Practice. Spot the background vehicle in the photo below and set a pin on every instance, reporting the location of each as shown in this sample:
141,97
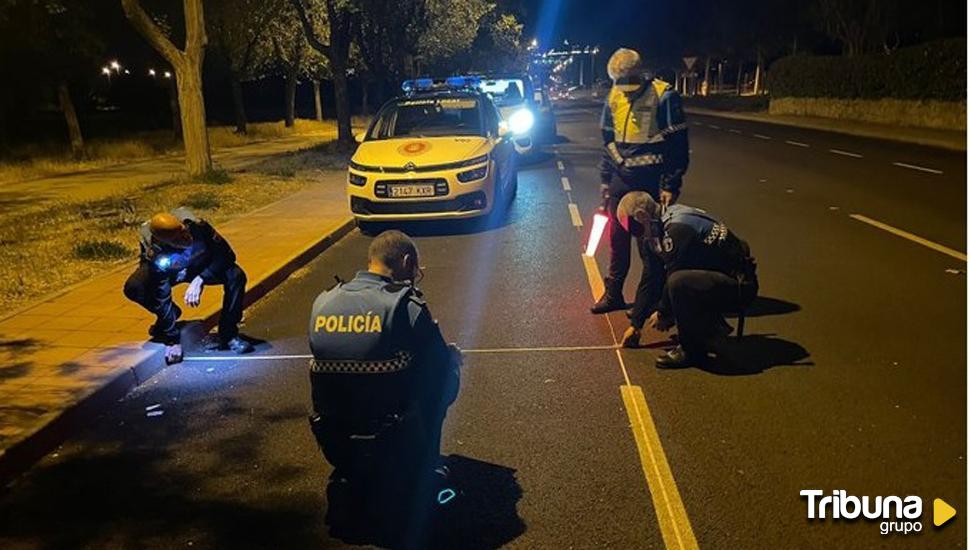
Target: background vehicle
441,151
515,97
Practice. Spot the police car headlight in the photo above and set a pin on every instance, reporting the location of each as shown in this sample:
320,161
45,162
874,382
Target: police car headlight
521,121
356,179
472,175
++++++++++
* What is required: Please count the lines of the entries above that include "each" and give only the total.

* Response for this exercise: 2